Reproduza palavra por palavra todas as linhas da listagem abaixo, deixando as imagens de fora.

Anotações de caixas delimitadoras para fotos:
##########

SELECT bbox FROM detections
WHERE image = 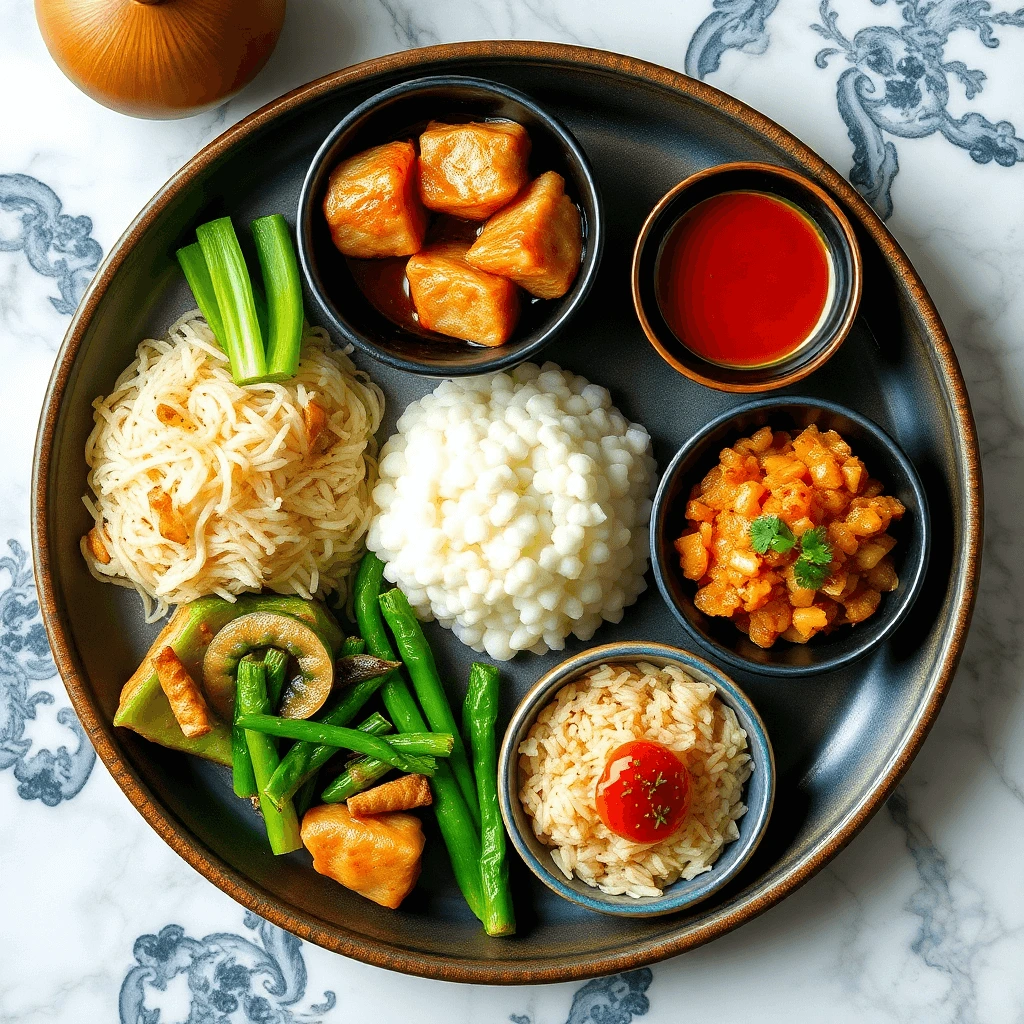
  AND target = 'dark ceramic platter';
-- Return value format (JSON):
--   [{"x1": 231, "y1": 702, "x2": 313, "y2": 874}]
[{"x1": 33, "y1": 43, "x2": 981, "y2": 983}]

##########

RESULTADO DA TAREFA:
SELECT bbox FROM detections
WHERE image = 
  AND target = 'dark ceramic platter';
-- Return value format (JSON):
--   [{"x1": 231, "y1": 702, "x2": 313, "y2": 874}]
[{"x1": 33, "y1": 43, "x2": 981, "y2": 983}]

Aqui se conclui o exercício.